** START Input **

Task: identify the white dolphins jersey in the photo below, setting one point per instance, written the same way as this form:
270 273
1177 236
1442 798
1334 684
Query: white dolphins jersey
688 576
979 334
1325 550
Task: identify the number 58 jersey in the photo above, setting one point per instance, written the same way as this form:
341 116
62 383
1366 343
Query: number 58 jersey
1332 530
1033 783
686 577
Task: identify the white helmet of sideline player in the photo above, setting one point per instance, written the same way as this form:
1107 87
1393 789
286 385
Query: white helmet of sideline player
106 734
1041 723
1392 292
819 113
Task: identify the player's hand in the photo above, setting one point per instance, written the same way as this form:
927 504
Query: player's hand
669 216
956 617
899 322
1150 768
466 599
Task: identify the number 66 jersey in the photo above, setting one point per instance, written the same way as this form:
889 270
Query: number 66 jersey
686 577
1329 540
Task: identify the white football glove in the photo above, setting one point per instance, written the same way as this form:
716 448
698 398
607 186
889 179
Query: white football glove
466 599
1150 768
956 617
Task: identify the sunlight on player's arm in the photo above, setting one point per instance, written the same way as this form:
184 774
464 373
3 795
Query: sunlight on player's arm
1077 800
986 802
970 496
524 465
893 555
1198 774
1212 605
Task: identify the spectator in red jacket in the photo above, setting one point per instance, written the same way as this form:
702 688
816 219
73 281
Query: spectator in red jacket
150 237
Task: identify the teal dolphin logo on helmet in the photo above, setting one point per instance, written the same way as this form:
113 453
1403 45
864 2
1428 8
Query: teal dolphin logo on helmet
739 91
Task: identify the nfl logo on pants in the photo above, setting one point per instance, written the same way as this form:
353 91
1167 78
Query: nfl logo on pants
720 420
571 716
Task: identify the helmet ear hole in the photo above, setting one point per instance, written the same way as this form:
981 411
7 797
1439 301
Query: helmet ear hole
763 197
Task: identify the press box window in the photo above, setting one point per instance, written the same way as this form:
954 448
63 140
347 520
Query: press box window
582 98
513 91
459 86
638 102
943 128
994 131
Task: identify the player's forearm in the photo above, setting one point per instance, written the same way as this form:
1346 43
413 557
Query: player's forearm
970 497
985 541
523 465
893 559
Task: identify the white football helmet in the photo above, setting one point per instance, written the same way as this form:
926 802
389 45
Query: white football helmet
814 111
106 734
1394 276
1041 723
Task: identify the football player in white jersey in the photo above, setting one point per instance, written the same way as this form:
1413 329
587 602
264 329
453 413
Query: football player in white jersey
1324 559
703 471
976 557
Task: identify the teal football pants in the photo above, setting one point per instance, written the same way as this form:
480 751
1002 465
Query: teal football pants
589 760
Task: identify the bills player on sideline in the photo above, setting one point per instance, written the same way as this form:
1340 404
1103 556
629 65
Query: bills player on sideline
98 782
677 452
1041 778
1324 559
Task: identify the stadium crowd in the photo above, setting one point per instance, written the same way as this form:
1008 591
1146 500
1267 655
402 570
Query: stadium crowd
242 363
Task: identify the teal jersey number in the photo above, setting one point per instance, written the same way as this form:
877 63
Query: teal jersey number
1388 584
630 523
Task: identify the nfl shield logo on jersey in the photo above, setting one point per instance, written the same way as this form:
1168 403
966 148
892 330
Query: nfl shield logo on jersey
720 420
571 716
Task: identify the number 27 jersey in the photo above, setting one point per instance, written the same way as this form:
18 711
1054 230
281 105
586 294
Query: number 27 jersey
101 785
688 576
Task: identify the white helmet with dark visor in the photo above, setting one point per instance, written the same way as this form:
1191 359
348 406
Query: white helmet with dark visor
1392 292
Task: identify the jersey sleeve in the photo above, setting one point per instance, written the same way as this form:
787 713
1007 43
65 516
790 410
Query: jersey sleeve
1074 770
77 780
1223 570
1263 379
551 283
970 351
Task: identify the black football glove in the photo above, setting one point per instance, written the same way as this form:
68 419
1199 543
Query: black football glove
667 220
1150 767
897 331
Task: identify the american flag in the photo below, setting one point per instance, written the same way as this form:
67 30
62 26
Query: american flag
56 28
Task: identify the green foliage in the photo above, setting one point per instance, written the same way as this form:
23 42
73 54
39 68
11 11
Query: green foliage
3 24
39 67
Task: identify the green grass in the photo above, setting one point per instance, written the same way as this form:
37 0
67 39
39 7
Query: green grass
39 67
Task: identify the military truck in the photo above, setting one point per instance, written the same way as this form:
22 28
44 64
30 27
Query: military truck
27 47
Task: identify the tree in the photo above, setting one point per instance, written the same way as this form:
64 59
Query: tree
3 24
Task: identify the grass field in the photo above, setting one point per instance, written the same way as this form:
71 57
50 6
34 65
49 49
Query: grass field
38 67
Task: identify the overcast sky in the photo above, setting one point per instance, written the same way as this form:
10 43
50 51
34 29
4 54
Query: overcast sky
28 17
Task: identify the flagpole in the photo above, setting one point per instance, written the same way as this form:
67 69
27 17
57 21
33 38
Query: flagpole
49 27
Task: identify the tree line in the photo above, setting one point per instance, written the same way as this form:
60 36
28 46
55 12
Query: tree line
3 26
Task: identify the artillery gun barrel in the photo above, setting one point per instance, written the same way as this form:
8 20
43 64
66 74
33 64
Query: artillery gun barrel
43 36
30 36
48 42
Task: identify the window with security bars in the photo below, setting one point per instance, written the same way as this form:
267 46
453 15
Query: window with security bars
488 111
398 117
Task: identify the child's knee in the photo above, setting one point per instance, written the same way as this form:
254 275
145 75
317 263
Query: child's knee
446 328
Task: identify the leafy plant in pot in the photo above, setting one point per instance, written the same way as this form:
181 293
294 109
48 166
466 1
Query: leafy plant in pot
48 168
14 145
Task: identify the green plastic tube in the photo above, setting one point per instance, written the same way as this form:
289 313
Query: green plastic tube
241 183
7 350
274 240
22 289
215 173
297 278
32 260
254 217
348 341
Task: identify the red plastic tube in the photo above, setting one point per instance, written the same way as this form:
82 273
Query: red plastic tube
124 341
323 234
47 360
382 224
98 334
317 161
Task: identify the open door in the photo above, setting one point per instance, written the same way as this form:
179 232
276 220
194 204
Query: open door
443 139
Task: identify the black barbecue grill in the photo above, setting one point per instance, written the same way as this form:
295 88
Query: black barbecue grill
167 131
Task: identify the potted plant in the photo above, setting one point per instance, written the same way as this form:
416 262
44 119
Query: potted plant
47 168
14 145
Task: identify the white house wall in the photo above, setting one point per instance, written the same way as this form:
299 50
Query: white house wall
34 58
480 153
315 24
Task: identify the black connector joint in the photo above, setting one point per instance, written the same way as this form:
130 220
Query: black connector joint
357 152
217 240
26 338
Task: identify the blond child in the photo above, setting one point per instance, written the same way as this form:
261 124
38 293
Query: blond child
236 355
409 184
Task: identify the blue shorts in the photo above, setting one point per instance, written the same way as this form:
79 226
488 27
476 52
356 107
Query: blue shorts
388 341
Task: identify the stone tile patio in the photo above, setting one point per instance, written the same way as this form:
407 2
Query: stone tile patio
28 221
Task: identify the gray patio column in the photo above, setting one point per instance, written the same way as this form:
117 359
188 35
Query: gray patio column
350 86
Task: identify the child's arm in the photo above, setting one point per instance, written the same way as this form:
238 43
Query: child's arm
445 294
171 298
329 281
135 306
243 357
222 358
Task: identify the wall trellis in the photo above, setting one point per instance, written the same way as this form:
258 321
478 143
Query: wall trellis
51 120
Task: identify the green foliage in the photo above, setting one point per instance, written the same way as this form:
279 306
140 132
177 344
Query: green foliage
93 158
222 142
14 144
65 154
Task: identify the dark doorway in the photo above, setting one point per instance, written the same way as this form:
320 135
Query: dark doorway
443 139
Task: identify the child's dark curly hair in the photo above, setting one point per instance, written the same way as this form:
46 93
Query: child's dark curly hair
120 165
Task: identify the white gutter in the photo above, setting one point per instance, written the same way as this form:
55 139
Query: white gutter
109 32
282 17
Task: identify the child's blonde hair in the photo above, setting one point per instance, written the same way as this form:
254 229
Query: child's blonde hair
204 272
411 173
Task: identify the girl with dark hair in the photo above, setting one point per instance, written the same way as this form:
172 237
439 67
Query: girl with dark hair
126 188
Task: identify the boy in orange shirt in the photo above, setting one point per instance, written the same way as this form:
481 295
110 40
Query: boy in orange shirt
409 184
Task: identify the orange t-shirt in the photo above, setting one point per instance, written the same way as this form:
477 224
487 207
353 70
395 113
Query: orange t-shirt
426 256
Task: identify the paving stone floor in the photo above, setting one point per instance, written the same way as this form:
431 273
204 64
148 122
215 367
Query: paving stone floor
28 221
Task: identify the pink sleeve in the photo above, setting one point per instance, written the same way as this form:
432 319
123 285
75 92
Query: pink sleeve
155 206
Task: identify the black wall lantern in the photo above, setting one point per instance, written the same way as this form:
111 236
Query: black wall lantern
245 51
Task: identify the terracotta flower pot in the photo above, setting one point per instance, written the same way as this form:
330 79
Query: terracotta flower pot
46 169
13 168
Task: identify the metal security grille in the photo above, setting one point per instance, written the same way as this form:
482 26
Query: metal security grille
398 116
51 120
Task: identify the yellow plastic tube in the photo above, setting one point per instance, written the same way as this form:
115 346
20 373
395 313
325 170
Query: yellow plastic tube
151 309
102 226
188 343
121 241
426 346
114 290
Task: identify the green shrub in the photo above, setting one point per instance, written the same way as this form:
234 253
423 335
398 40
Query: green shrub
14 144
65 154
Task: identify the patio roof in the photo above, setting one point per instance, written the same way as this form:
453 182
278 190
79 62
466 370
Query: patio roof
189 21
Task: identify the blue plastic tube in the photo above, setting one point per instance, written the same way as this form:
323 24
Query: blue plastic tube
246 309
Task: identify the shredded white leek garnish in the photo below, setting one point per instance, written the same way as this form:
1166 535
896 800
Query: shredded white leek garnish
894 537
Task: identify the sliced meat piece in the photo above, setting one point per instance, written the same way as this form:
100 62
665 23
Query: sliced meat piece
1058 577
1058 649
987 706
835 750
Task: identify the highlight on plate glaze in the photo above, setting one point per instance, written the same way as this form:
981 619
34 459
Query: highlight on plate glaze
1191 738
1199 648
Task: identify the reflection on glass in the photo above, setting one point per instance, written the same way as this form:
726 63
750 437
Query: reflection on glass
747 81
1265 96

** END Input **

The lines to quote run from the one containing "Task: identify the metal" through the final line of the material above; please give them exactly, both ends included, and nothing else.

● **Response to the exercise**:
Task: identify the metal security grille in the photo above, setting one point per instance, written the same way as this form:
482 26
Query: metal security grille
398 116
51 120
Task: identify the yellow plastic tube in the photo above, setting one point per instance, written the same way as this form:
115 346
20 373
395 313
325 170
Query: yellow plastic tube
151 309
102 226
188 343
121 241
426 346
114 290
Task: identify the green shrub in the photo above, setting one point per instance, written the same way as this form:
234 253
423 335
398 40
Query: green shrub
14 144
65 154
Task: identify the patio roof in the photo above, setting one point per instance, written the same way as this form:
453 182
278 190
79 62
466 370
Query: patio roof
189 21
Task: identify the blue plastic tube in the photo above, setting one point per instance, written the same way as this form:
323 24
Query: blue plastic tube
246 309
Task: identify the shredded white leek garnish in the photo below, setting one point per instance, written the same way as this form:
1166 535
896 800
Query: shredded white leek garnish
894 537
Task: identify the sliced meat piece in the photo above, setting one point per instance, written the same way as this form:
100 62
665 23
Query: sliced meat piece
1058 577
1058 649
987 706
835 750
Task: identify the highlight on plate glaze in the photo above, setting one point per instance, written the same way as this form:
981 619
34 459
Query: highlight on plate glaze
1191 738
1199 648
Task: identify the reflection on glass in the photo above, setting one point per instance, written the same way as this form:
726 63
750 437
Query: reflection on glass
747 81
1265 96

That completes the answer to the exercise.